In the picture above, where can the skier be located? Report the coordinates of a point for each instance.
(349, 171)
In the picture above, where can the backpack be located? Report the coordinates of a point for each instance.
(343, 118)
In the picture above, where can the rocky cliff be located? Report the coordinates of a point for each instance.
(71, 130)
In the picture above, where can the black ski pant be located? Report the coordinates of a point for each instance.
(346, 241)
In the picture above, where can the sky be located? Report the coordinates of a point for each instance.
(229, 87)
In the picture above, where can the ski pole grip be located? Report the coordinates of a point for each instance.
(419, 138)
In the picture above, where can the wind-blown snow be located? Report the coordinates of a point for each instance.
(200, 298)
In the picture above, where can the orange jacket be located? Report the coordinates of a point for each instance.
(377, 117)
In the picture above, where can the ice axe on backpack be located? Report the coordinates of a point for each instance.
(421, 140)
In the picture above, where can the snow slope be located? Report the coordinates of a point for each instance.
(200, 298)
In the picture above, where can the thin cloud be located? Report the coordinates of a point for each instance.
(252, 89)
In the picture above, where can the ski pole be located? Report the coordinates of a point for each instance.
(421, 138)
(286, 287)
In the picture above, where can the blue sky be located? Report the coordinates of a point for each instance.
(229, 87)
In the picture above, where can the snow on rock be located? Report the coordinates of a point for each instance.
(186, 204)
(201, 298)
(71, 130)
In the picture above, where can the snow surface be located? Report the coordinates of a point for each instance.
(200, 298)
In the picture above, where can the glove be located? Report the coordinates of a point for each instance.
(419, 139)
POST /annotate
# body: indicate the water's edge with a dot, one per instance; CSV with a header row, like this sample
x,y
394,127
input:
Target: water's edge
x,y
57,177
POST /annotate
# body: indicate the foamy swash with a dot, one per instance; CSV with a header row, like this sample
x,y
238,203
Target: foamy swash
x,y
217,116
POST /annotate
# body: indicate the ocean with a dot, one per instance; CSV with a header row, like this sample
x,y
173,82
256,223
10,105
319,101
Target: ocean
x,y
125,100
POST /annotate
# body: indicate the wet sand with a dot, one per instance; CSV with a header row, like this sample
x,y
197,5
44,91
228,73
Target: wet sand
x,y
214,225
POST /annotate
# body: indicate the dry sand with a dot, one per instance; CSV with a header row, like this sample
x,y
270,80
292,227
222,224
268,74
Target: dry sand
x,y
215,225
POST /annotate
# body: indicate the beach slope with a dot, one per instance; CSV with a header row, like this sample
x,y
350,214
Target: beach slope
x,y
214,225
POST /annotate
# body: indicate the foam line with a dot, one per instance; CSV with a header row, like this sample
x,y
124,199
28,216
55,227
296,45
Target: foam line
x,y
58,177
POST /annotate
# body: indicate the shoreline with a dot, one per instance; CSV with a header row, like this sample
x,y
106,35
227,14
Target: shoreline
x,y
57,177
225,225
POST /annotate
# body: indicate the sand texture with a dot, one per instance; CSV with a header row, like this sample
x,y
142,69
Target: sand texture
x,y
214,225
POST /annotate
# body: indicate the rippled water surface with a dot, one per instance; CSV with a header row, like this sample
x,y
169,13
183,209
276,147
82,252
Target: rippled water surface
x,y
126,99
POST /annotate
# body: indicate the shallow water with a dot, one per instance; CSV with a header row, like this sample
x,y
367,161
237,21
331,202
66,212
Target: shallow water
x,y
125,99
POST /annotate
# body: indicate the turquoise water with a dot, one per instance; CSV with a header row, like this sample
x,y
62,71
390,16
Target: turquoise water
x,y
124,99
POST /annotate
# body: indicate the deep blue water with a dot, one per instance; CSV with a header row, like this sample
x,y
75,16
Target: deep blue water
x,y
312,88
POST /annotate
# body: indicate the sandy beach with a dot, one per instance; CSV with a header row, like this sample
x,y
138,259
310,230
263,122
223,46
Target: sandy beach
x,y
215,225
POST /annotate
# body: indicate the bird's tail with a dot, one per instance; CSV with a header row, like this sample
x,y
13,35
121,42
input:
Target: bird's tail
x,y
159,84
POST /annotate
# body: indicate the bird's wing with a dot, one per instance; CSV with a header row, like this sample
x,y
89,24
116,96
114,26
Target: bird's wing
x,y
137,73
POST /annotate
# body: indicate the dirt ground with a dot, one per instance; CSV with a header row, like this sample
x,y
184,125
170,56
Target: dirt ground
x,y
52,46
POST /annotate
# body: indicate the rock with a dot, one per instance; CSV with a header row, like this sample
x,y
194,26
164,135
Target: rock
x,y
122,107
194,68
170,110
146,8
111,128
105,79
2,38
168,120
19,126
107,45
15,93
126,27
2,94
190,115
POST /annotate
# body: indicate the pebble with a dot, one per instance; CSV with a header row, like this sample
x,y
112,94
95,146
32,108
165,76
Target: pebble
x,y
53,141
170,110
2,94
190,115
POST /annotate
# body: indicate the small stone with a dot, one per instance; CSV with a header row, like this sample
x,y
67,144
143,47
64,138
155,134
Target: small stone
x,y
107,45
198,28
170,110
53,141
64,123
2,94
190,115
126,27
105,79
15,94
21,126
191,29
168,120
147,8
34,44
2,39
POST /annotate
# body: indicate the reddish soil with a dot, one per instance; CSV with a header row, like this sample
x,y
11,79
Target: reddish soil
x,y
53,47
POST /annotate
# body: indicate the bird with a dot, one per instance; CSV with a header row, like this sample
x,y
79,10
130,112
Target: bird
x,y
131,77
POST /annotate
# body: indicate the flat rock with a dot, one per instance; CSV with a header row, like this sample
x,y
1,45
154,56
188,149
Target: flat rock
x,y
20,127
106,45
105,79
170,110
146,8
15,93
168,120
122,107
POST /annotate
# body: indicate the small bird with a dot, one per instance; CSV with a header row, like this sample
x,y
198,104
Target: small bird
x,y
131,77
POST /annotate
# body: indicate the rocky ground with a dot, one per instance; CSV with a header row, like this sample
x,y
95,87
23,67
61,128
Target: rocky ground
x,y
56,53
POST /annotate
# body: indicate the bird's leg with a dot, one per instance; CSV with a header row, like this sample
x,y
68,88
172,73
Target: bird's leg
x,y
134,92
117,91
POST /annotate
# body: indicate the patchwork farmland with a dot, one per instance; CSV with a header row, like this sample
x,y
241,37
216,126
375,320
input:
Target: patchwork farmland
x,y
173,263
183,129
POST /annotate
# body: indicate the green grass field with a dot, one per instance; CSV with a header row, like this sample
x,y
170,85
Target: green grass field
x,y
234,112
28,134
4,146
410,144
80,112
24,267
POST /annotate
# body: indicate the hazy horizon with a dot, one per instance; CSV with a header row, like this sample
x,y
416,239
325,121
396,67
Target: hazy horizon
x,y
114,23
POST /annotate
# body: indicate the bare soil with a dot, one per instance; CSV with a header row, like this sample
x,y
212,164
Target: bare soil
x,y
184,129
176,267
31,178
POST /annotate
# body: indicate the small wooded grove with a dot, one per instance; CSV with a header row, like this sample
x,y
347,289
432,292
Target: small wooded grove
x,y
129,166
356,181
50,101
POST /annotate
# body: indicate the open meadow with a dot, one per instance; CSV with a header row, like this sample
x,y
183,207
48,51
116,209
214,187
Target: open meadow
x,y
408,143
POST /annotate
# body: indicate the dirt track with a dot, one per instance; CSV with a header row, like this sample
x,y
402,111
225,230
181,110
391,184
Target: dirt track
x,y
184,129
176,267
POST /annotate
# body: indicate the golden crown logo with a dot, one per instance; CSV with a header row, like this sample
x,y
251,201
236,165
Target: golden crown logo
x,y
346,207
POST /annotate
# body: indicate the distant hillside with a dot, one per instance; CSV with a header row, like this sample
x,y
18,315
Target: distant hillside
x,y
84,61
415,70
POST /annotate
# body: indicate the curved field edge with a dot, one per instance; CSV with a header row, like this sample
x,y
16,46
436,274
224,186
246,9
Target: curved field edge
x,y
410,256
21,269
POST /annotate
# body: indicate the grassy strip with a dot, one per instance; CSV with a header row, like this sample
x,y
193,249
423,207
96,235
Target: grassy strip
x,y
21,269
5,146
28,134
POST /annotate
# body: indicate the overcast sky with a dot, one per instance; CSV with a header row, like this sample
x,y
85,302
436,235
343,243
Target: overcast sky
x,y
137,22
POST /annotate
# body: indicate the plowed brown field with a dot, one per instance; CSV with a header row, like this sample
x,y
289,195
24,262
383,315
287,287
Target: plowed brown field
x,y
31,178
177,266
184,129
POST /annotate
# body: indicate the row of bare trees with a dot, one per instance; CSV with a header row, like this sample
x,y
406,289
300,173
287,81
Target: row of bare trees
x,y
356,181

- - -

* _Lavoro da svolgere_
Per favore, filtra le righe qui sopra e riporta solo quelle che contengono la parola "logo". Maiuscole e minuscole contano.

* _Soluzione_
# body: indicate the golden crown logo with a dot, one per instance; CSV with a header row, like this sample
Target: golden crown logo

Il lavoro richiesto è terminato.